▸ **DIRECTIONS**:
Here is a block of records. Copy every line in it that includes "return".

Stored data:

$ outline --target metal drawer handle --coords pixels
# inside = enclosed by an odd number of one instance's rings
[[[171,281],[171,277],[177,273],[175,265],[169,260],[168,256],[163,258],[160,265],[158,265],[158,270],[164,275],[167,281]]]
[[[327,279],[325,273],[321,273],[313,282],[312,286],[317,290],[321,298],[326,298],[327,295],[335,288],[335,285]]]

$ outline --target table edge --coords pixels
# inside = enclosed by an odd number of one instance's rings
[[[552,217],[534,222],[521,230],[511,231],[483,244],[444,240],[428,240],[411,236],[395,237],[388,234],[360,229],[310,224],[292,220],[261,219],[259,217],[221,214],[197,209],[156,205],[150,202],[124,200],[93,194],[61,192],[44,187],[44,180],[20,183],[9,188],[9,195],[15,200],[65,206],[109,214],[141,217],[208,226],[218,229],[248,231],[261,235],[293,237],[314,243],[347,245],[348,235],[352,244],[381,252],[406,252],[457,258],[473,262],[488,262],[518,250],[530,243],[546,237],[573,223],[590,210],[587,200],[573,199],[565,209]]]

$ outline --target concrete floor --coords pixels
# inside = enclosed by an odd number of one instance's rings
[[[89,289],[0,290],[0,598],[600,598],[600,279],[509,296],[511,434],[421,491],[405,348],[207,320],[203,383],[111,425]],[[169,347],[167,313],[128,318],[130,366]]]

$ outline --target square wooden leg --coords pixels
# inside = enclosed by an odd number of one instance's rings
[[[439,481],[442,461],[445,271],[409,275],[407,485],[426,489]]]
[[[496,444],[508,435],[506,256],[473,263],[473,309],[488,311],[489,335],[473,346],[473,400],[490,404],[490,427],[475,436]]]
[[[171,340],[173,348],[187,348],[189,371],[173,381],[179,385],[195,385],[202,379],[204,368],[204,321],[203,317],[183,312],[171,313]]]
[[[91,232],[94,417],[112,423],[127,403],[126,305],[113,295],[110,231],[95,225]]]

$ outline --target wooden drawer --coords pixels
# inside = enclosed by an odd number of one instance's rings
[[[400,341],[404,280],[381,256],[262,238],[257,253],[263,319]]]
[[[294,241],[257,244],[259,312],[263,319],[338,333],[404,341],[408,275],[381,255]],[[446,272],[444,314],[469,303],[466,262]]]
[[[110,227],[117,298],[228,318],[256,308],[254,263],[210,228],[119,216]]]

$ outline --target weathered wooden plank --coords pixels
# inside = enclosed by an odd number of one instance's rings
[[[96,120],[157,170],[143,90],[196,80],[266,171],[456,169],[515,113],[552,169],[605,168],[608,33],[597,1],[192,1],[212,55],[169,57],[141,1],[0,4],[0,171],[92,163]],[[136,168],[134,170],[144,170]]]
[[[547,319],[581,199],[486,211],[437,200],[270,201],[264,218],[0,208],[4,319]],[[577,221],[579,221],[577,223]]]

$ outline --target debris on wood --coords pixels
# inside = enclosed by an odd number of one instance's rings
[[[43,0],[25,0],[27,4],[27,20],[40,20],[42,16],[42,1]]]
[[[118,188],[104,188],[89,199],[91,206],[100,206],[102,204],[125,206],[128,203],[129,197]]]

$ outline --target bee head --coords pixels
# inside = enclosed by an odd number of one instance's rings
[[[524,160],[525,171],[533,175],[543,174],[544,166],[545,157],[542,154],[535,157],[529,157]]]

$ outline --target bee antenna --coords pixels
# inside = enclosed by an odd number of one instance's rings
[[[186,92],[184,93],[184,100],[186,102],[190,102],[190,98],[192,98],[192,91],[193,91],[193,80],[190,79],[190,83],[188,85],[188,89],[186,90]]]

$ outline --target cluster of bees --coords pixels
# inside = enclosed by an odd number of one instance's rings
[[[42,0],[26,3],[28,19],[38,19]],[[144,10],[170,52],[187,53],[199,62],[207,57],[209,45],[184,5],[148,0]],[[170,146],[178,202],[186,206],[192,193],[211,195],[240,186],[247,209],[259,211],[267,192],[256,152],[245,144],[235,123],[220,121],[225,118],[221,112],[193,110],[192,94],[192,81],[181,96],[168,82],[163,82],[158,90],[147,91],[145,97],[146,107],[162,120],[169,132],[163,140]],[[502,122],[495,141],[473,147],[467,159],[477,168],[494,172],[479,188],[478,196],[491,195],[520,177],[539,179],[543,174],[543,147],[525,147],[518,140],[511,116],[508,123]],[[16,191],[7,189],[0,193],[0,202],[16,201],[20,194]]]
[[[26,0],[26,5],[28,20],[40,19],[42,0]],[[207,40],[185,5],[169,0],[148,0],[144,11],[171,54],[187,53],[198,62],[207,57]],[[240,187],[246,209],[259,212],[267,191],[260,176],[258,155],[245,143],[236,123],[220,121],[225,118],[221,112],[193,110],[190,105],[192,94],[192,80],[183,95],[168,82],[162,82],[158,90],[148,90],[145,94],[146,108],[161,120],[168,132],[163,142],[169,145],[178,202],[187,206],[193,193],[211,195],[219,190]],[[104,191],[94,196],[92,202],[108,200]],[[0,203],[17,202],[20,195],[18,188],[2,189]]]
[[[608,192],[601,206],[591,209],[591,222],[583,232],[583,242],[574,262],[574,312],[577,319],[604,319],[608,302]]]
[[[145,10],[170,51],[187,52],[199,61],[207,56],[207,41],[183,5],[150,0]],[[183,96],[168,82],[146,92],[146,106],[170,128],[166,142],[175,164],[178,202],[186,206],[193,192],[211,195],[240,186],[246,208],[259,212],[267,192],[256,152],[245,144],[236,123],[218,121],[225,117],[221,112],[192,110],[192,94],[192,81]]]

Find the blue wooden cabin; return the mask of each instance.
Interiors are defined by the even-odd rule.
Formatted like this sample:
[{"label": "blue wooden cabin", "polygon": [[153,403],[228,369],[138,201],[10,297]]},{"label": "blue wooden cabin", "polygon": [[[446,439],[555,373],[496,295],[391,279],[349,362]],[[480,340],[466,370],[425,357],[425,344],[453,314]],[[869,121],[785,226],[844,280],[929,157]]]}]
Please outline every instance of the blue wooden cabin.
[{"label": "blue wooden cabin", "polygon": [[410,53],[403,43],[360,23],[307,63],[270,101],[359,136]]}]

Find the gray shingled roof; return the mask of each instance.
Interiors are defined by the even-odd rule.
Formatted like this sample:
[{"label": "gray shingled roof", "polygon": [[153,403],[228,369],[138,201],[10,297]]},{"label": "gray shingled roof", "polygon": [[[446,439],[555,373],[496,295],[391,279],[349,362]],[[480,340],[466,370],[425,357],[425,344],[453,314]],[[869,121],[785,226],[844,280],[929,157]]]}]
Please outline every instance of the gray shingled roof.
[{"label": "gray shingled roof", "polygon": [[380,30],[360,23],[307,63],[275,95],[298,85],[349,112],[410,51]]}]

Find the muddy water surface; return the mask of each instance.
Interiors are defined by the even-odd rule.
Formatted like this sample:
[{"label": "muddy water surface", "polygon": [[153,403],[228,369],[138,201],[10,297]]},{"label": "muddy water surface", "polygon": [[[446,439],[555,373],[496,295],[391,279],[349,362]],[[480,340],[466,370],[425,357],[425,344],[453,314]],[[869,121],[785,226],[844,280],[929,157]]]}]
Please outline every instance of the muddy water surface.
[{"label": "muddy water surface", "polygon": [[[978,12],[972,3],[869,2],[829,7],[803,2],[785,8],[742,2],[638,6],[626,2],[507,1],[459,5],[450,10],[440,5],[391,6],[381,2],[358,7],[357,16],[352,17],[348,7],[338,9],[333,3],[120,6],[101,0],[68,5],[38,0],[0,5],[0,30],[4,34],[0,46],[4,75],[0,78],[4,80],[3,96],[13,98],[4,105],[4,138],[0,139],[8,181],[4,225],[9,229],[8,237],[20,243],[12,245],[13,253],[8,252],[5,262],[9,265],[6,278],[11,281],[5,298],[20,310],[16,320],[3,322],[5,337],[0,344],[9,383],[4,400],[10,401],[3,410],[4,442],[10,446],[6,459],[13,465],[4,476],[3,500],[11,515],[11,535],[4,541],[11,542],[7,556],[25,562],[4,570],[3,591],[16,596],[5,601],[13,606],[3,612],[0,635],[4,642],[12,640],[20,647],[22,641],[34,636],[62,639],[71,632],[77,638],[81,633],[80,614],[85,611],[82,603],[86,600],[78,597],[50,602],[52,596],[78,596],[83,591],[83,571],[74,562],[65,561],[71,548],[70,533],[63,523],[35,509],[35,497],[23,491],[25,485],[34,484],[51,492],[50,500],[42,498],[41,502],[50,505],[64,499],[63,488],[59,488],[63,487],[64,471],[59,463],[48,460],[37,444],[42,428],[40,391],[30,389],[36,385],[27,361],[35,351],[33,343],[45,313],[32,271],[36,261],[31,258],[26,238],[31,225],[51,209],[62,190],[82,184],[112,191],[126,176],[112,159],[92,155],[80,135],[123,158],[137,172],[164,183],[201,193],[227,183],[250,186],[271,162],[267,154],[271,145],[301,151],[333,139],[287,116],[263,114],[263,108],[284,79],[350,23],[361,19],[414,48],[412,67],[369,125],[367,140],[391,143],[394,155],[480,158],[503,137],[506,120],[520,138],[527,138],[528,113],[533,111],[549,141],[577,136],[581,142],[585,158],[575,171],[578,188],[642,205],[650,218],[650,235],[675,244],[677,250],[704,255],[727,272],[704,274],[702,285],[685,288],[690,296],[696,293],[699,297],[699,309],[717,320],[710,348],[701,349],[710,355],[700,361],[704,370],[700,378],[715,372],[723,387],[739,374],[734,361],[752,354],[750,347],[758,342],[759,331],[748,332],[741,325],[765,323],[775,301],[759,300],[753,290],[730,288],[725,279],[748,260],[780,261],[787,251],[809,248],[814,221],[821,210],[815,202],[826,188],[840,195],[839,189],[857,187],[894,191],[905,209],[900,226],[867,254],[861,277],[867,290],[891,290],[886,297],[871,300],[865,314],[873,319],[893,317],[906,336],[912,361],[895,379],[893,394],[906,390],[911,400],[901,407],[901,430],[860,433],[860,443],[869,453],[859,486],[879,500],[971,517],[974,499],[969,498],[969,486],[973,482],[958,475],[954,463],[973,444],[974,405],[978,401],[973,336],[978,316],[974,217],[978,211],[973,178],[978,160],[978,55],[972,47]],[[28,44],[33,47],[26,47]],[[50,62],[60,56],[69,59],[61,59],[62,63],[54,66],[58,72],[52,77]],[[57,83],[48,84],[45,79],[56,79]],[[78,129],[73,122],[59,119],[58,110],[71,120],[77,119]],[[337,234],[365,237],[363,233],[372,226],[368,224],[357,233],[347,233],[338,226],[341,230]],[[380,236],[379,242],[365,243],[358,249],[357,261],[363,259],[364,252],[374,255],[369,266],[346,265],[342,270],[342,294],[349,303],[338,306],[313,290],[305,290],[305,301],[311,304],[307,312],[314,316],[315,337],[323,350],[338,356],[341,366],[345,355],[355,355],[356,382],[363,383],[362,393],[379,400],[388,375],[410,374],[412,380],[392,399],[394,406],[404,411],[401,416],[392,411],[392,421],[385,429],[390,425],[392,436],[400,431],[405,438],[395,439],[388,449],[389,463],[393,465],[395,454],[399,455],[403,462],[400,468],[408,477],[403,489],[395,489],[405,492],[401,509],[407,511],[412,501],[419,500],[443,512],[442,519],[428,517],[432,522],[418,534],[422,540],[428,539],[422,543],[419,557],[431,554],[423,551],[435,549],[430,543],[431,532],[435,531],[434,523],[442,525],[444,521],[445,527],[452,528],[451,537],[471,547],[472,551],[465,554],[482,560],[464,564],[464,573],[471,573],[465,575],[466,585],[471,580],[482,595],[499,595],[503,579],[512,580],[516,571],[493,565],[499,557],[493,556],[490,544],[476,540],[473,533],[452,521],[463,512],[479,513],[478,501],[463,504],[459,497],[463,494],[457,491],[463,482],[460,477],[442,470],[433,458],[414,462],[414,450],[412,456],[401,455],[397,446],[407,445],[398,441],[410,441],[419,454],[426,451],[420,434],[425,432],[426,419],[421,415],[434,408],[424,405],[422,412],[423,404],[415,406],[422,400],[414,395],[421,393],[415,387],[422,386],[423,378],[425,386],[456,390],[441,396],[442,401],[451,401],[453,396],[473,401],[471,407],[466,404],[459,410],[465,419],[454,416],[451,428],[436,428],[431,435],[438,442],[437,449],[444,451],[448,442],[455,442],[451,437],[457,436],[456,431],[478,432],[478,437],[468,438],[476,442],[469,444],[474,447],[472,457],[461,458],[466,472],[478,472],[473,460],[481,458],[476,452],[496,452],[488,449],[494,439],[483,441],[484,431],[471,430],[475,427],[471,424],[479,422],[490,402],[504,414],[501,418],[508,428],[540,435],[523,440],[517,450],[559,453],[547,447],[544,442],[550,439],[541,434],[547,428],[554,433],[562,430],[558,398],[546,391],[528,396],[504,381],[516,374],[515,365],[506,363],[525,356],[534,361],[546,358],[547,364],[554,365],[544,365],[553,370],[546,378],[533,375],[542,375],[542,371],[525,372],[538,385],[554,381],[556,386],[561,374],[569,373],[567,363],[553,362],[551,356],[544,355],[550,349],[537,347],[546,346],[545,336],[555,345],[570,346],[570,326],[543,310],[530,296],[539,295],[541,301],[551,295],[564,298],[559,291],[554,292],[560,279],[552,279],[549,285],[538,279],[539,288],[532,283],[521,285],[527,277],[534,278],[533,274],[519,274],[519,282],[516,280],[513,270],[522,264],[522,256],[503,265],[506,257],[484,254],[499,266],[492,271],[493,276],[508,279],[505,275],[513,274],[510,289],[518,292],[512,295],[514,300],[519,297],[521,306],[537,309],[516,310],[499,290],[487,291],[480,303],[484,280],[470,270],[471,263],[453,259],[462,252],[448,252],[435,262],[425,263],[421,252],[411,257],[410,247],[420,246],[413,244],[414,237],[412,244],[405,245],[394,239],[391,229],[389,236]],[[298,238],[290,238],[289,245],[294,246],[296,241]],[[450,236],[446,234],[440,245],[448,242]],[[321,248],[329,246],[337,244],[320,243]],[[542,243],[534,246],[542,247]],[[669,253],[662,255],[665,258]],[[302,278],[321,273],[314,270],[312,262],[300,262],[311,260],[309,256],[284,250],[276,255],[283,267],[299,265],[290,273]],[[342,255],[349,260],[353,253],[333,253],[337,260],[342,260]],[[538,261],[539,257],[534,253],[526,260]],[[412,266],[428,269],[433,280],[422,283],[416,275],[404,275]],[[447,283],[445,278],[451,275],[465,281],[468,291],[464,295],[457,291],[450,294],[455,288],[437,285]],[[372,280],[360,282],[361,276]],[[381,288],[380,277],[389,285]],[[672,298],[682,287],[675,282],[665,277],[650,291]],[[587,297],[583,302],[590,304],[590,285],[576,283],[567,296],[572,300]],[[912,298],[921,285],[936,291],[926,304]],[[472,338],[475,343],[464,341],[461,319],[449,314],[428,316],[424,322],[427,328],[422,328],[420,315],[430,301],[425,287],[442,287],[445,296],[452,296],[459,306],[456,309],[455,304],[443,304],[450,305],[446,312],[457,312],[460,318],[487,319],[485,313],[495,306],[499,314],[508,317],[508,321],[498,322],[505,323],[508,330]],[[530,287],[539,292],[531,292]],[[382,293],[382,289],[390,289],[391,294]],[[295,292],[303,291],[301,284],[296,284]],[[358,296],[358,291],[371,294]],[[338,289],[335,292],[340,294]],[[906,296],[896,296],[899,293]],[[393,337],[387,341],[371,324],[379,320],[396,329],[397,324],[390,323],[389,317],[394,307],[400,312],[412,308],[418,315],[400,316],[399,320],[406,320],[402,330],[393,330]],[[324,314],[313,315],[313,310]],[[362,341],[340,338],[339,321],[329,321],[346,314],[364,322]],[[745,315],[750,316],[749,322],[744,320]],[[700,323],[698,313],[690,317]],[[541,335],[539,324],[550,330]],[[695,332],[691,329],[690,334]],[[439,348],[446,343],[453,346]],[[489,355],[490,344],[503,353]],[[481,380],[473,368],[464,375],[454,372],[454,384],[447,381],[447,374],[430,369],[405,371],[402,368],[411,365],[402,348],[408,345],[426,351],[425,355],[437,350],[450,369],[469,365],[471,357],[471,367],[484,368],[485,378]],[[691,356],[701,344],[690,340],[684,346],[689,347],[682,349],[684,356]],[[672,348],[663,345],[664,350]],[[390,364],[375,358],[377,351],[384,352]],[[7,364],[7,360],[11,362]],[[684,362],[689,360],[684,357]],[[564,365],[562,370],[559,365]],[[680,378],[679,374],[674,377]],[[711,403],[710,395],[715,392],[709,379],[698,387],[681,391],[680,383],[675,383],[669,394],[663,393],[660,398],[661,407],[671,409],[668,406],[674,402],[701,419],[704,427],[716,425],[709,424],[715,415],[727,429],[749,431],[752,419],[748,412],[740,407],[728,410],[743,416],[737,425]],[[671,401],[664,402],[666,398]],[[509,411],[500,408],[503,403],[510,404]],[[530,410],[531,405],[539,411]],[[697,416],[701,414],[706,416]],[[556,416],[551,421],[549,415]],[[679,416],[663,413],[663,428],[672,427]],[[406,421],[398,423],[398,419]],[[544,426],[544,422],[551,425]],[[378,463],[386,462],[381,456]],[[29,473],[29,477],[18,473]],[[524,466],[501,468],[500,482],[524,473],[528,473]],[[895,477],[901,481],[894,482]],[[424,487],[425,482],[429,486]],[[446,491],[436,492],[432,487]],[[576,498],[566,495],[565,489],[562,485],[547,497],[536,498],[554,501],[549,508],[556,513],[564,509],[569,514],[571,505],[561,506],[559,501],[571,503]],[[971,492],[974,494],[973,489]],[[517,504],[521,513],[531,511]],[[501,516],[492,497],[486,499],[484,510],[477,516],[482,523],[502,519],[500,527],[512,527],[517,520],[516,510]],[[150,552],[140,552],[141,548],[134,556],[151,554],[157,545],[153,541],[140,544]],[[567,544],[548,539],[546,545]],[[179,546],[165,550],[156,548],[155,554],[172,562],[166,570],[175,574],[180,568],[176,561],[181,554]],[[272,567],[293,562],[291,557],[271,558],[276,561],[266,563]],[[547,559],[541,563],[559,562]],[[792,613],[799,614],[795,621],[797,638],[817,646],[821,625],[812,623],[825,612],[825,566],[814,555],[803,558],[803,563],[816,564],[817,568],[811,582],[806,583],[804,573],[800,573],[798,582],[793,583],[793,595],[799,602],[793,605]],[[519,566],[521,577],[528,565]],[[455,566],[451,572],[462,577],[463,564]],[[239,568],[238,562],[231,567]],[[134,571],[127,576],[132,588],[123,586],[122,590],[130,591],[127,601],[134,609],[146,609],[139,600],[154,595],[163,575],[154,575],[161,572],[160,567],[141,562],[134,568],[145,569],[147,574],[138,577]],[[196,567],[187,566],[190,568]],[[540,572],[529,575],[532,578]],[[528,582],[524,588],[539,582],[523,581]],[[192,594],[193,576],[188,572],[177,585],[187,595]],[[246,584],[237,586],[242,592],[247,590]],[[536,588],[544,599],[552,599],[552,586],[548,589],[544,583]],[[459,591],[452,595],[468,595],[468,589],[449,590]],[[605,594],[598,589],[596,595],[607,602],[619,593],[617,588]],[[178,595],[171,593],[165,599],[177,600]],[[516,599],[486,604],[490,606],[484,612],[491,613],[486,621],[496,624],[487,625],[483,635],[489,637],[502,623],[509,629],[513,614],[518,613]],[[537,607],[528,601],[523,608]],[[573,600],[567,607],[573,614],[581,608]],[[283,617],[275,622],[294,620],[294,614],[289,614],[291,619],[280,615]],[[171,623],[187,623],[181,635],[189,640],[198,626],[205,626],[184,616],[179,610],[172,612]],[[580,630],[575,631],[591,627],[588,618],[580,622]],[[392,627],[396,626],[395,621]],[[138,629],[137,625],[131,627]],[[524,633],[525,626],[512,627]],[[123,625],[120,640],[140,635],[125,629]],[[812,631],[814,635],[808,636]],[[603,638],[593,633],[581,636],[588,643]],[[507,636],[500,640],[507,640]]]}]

▸ **REPLY**:
Find the blue wooden cabin; return the mask of each instance.
Find the gray shingled roof; return the mask of each instance.
Find the muddy water surface; return the mask of each instance.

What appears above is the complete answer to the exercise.